CONSIGNE: Poursuivez, s'il vous plaît, l'article sur Jean-François Gayraud et les mafias à partir de sa dernière phrase.

PASSAGE CITÉ:
────
Voilà vingt ans que Jean-François Gayraud laboure son sujet, les mafias. Un folklore, pouvait-on encore sourire quand le mot renvoyait à une réalité lointaine, dont la France pouvait s’estimer préservée. Le mafieux, c’était Al Pacino jouant Michael Corleone dans Le Parrain, le Lino Ventura des Tontons Flingueurs, figures iconiques, attachantes. Et puis la drogue s’est déversée sur le territoire français.
Des tueries à n’en plus finir endeuillent certaines villes, en particulier Marseille, où le frère d’Amine Kessaci, un lanceur d’alerte anti-narcotrafic, a été abattu par la DZ Mafia, le 13 novembre dernier. Un assassinat comme un avertissement : ceux qui parlent le paieront du sang des leurs.
Dans Les sociétés du silence (Fayard), le commissaire Gayraud relie les points. Comment le cinéma et le crime se sont auto-alimentés ; comment les mafias, surtout, s’infiltrent au cœur discrètement du système en corrompant. Cet ancien haut responsable de la DGSI, âgé de 61 ans, sait de quoi il retourne : désormais directeur de l’académie du renseignement, il observe, depuis plusieurs années, le crime organisé s’insinuer en France. Il n’est pas trop tard, veut-il croire. A condition de changer de posture.
────
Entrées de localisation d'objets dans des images
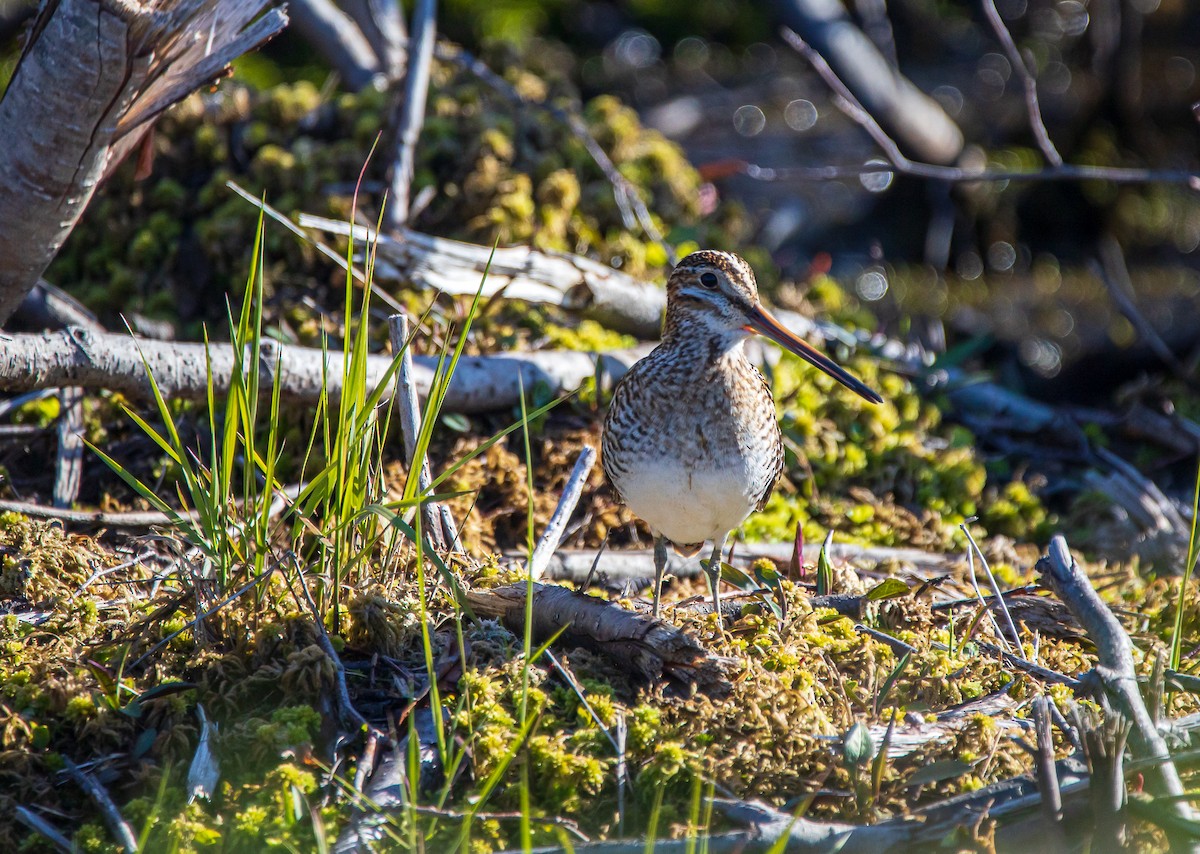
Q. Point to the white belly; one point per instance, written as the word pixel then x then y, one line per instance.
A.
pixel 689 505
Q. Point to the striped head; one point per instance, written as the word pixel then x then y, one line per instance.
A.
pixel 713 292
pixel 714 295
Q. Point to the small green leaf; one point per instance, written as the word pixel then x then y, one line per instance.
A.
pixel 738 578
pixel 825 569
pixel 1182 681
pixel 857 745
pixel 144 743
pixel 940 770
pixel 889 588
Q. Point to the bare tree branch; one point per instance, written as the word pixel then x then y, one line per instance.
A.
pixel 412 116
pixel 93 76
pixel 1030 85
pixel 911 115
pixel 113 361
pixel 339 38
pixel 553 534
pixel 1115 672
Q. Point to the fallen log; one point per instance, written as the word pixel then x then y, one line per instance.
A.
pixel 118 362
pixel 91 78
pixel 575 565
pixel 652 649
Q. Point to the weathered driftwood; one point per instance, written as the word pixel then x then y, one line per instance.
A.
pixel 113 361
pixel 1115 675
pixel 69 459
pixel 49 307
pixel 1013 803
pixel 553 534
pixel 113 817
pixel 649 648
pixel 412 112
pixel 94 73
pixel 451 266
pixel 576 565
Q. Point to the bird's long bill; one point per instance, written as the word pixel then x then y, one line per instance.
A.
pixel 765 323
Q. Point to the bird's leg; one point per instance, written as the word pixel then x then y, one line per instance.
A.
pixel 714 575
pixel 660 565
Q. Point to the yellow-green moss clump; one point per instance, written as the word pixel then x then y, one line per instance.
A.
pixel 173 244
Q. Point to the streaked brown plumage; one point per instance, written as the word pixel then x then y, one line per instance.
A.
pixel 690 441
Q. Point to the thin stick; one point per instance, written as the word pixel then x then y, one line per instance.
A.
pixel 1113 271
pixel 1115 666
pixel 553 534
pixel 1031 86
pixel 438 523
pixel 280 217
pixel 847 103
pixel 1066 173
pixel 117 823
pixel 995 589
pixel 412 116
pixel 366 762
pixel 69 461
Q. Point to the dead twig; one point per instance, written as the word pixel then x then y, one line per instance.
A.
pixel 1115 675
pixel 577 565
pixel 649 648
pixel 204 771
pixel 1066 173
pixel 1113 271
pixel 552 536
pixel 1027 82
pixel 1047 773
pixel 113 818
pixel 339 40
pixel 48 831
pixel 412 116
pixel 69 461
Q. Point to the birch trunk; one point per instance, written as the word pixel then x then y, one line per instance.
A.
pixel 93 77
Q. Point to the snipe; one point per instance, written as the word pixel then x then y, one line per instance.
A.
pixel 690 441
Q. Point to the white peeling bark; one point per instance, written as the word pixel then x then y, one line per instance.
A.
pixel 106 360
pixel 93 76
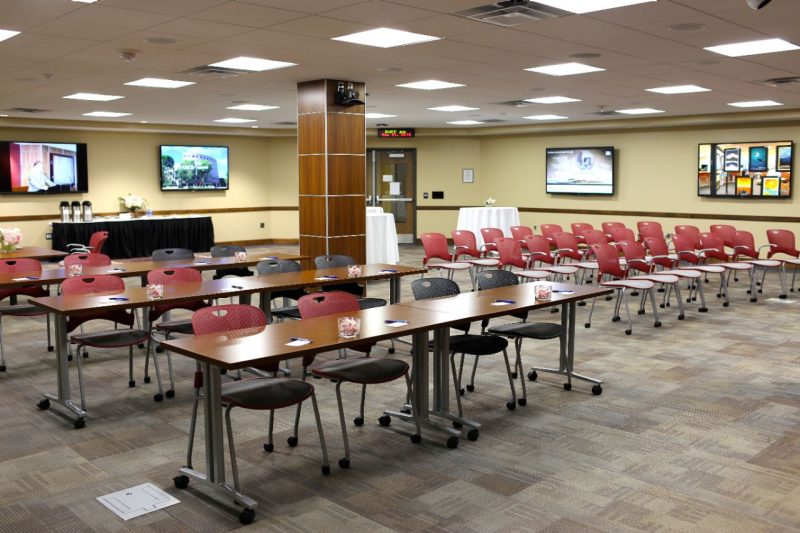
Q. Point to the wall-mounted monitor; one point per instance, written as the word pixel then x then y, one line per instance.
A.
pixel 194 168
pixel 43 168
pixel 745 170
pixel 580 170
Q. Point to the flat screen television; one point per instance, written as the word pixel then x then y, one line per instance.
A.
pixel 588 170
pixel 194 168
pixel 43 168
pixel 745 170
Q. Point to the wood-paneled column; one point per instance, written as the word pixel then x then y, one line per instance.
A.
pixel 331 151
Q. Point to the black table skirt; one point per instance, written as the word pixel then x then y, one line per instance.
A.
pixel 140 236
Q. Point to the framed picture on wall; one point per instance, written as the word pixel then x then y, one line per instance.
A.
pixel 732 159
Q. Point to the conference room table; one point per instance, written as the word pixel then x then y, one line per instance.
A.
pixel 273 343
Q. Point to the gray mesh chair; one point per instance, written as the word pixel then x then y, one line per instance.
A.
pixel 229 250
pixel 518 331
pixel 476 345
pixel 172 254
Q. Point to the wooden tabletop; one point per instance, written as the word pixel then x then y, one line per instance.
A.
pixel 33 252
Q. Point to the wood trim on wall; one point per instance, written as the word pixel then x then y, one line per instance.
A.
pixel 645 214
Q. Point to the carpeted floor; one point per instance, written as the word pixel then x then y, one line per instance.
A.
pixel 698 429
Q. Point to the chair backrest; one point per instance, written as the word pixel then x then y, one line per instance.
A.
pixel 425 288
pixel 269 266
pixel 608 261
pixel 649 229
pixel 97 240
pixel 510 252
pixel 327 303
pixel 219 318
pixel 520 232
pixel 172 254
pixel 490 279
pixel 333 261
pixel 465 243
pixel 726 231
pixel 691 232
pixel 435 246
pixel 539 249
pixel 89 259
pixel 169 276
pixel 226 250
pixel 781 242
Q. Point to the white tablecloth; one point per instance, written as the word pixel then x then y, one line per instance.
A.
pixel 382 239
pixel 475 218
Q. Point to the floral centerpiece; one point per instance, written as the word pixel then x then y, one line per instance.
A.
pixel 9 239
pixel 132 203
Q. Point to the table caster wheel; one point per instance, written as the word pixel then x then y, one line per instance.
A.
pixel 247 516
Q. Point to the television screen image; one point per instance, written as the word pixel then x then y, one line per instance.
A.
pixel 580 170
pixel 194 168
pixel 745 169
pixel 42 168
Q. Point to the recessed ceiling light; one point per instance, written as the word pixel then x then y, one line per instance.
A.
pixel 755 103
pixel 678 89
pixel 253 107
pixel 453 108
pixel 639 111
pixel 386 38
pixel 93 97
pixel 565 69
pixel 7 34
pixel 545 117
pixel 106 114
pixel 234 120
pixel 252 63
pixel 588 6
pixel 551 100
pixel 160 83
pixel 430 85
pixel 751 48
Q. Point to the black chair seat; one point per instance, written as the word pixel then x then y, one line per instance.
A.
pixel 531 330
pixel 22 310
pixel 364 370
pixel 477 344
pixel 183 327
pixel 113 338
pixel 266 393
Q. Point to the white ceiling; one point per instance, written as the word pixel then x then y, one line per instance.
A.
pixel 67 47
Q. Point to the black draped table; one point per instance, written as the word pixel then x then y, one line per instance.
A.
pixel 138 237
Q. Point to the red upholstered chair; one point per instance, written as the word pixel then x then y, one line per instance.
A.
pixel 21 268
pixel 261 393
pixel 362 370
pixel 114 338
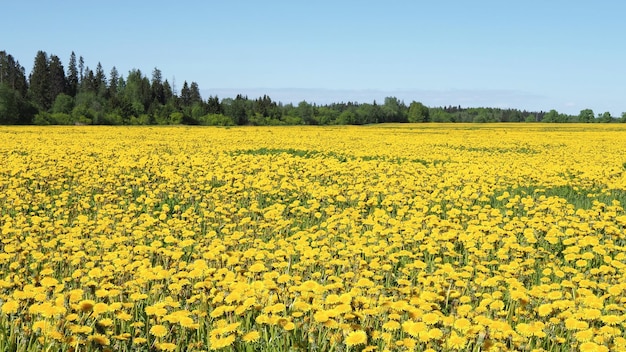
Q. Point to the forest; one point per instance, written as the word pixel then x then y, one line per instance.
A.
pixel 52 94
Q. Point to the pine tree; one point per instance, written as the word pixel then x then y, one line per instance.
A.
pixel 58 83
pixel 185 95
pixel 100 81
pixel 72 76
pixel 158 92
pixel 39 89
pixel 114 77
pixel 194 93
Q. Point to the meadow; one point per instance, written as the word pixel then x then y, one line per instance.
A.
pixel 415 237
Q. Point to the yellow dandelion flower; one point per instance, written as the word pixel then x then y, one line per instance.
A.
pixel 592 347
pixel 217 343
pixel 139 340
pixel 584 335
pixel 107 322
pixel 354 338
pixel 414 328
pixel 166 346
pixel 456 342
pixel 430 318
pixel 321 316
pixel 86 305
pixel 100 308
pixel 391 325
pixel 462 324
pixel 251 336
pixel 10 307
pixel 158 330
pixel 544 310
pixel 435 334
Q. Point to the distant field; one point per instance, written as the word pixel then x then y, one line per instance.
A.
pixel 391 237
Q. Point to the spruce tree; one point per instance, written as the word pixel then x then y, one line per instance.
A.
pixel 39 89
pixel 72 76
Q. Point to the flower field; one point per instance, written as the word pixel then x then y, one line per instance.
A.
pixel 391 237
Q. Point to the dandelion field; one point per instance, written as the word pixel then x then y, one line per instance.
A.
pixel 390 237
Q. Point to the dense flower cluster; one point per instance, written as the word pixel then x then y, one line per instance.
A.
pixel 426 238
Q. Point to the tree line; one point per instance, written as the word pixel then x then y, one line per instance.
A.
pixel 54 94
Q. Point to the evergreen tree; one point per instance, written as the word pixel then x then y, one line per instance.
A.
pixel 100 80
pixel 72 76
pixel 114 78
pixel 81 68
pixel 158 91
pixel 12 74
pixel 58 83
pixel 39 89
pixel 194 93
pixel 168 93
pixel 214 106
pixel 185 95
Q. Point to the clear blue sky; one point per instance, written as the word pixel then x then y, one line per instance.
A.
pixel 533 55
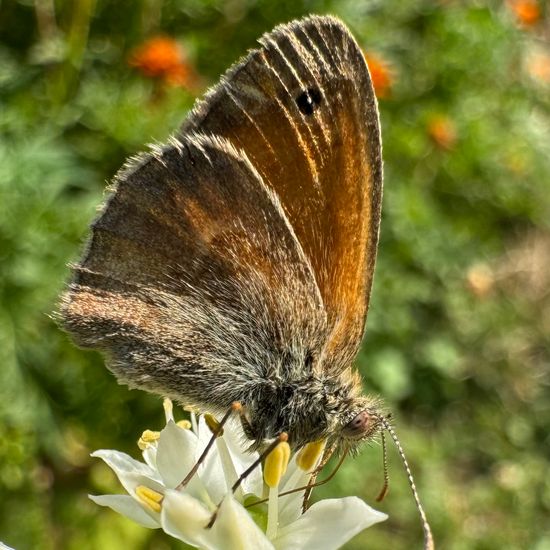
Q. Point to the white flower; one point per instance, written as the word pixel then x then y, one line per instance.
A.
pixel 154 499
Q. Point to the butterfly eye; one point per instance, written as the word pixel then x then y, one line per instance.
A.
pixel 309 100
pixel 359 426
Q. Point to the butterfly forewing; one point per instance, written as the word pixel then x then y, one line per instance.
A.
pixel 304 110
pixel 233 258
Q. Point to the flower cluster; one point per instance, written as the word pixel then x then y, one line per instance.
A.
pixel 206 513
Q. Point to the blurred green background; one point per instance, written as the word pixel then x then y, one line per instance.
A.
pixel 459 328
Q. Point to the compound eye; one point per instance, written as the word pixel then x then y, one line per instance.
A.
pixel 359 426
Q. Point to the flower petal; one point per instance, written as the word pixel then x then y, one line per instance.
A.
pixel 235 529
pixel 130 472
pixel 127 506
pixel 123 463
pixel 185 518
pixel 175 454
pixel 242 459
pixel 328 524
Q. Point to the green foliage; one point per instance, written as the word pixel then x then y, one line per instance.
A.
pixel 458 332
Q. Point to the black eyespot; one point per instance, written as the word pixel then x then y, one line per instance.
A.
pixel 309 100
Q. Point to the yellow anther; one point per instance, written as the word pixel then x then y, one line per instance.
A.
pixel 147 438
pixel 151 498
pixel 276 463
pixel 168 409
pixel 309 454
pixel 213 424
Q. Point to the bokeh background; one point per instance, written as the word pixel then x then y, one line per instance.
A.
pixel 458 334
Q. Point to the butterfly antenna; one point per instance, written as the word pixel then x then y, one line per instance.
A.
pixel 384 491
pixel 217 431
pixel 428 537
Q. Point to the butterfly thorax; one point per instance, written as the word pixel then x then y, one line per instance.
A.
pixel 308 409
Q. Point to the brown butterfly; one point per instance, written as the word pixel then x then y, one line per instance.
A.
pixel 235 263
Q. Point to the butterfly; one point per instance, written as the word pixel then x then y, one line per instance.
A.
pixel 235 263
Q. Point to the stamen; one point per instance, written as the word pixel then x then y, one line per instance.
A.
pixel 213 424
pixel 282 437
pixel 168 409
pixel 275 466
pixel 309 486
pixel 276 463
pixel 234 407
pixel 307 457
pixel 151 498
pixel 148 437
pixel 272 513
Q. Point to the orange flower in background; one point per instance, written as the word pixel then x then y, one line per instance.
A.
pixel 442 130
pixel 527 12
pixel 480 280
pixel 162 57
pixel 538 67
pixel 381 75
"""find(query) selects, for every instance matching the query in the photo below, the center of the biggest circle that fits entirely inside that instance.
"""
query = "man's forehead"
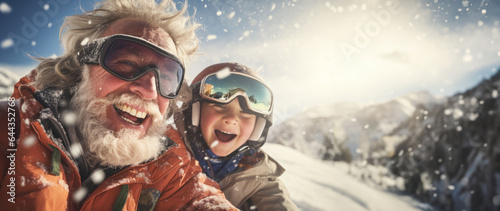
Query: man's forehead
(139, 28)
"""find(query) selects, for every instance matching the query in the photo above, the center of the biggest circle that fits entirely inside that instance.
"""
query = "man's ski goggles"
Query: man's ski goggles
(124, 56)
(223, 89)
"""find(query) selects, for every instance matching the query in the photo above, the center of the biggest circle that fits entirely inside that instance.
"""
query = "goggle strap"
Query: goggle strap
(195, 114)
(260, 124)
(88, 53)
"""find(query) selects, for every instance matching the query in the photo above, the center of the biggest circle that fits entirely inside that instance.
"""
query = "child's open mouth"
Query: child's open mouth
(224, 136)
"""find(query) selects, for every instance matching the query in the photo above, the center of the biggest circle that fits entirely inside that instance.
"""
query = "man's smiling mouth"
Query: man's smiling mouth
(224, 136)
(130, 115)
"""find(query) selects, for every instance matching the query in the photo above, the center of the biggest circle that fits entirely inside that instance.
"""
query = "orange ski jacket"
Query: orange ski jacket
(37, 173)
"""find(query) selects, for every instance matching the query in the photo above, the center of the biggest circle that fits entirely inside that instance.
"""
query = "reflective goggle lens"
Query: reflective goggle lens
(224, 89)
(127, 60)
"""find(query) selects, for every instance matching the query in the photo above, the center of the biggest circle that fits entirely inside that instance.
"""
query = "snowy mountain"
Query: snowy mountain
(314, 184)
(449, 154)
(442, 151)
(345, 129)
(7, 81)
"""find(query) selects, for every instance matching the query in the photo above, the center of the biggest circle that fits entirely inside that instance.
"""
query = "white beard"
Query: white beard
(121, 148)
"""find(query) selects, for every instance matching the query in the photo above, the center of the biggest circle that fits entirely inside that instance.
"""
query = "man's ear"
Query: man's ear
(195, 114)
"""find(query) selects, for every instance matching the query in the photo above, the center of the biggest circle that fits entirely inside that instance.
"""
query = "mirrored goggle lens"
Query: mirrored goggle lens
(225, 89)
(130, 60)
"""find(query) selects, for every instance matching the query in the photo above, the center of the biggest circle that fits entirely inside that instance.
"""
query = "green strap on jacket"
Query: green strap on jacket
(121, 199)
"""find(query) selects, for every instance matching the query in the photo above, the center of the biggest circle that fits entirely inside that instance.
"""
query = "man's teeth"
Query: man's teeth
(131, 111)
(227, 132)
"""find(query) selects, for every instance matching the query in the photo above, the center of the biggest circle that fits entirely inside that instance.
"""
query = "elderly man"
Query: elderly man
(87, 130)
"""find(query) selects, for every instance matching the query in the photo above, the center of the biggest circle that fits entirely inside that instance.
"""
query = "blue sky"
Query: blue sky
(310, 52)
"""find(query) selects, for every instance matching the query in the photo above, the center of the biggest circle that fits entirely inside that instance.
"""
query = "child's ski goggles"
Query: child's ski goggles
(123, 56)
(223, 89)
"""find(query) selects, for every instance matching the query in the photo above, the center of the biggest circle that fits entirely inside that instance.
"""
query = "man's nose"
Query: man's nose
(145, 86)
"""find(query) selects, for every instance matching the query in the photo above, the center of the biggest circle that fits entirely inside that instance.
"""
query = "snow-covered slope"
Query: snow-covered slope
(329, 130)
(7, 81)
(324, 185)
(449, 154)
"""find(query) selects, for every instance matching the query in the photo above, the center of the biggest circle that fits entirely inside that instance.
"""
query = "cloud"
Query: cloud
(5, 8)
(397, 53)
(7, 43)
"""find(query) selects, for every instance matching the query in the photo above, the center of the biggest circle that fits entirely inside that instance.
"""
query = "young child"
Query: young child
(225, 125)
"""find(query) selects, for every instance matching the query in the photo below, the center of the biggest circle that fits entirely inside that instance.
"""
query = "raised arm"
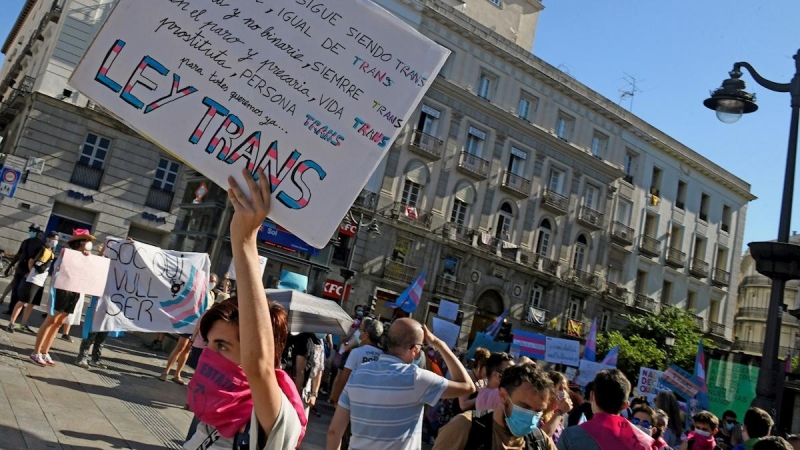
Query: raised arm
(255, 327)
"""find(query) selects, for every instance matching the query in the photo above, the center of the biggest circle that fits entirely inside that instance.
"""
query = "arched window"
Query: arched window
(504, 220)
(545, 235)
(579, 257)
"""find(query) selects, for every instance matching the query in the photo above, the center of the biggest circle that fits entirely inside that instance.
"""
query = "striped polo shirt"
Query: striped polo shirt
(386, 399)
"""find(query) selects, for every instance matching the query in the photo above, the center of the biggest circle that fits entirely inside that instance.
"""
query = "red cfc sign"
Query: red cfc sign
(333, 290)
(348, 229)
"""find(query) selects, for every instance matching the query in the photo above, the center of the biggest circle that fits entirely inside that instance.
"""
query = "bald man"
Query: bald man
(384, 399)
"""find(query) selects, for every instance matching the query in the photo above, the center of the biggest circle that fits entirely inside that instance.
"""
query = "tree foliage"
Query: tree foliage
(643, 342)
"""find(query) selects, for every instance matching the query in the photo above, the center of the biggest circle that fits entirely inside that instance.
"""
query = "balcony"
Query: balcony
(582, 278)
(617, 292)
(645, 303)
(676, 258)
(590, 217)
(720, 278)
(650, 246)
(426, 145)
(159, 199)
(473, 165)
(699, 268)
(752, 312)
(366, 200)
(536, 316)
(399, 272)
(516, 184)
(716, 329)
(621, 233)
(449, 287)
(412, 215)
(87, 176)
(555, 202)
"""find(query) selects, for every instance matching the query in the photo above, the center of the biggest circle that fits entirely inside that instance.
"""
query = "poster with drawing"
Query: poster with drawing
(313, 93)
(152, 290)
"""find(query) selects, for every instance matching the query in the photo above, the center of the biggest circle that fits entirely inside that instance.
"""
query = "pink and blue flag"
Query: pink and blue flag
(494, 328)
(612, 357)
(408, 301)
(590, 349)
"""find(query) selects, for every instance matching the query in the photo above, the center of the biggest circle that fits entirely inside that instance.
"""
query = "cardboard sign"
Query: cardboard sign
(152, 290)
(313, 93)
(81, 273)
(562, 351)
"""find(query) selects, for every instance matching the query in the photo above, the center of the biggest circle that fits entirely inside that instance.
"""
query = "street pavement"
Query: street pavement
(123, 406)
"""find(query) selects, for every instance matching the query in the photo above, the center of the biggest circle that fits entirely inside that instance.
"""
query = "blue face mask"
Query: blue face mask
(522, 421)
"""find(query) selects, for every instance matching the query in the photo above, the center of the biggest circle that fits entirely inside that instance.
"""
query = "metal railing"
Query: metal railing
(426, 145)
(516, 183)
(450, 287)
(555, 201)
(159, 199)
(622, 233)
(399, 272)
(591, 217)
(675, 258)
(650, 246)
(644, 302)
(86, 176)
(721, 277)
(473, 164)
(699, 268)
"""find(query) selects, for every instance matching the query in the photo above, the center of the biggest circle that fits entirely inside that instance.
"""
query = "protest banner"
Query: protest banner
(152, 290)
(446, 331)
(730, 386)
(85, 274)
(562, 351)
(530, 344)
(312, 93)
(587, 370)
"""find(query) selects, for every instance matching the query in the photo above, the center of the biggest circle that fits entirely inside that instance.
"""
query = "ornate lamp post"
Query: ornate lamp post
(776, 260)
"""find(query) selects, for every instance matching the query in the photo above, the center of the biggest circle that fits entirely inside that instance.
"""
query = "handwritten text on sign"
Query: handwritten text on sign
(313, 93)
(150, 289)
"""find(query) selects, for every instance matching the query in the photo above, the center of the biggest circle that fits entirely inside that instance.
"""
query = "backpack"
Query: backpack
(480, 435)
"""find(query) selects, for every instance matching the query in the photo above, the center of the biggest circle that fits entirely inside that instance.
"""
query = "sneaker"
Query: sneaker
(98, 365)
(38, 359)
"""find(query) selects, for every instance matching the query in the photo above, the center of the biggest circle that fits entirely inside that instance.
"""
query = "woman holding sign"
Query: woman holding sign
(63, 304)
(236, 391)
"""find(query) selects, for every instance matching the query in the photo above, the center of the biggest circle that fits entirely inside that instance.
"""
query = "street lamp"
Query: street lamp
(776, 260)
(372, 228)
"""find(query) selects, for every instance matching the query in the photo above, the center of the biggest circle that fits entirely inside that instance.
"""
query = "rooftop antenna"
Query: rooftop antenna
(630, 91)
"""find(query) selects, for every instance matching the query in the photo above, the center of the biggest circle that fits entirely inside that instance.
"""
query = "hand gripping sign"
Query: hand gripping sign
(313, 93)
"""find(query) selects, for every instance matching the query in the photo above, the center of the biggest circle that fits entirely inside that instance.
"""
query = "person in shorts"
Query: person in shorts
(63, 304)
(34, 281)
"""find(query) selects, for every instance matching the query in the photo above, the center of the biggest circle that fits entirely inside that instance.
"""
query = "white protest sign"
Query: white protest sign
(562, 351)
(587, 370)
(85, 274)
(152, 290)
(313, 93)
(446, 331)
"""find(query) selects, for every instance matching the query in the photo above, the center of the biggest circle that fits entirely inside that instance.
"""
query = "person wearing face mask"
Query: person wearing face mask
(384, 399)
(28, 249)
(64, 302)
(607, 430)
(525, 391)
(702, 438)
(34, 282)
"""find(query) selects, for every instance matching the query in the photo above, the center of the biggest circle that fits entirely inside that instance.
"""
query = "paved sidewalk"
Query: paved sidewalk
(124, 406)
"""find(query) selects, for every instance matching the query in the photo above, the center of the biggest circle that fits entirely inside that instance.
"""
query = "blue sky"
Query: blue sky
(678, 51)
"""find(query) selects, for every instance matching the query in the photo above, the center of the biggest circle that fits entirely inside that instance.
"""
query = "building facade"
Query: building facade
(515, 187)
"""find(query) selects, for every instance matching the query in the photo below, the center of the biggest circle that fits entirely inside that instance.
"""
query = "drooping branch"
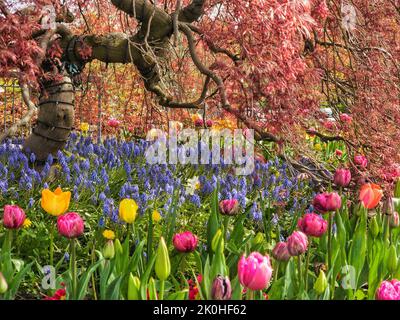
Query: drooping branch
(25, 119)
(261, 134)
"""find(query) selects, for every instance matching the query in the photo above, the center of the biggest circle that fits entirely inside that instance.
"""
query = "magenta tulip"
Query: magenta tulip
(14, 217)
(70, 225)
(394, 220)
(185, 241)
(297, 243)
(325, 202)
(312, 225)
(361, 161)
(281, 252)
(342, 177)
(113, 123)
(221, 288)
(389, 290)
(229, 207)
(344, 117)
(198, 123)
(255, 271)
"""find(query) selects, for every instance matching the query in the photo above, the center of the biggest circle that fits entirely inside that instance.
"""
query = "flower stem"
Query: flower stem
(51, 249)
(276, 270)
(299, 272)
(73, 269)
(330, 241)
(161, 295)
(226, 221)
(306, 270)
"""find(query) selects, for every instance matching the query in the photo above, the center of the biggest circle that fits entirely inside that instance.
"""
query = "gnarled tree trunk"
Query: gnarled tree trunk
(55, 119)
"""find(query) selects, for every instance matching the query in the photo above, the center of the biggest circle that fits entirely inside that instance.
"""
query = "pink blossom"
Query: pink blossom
────
RÉPONSE:
L’Express : Votre livre porte sur l’art du silence des mafias. Le frère du lanceur d’alerte Amine Kessaci vient d’être assassiné à Marseille, en représailles à ses prises de position anti-trafic de drogue et anti-DZ Mafia. Quel est le but d’un tel « crime d’avertissement » ?
Jean-François Gayraud : La DZ mafia a adopté une stratégie de visibilité avec des assassinats systématiques chez ses concurrents du groupe Yoda en 2023, des vidéos et une conférence de presse en 2024, et enfin en avril 2025 des attaques de prisons. Avec cette hypervisibilité, la DZ mafia veut se créer une réputation dans une logique de pur terrorisme pour conquérir des territoires et des parts de marché face aux autres organisations criminelles. Mais elle prend le risque de susciter une réaction forte de l’Etat qui ne peut rester inerte face à un tel défi public à son autorité.
Ces crimes spectaculaires montrent surtout que la DZ Mafia n’est pas une vraie mafia, c’est-à-dire une société secrète à l’image de l’organisation sicilienne Cosa nostra, habitée par le culte de la discrétion et de l’invisibilité. Elle se donne ce nom de « mafia » pour se pousser du col, pour intimider, mais d’un point de vue criminologique, c’est une bande criminelle classique.
Les narcotrafiquants français suivent-ils le modèle des mafias italiennes ?
Les mafias italiennes ont montré la voie pour survivre dans le crime organisé : se fondre dans l’ombre, demeurer silencieuses, s’enraciner à bas bruit dans un tissu économique et politique en se créant des complicités dans le monde légal. C’est une société secrète en immersion profonde, telle un sous-marin.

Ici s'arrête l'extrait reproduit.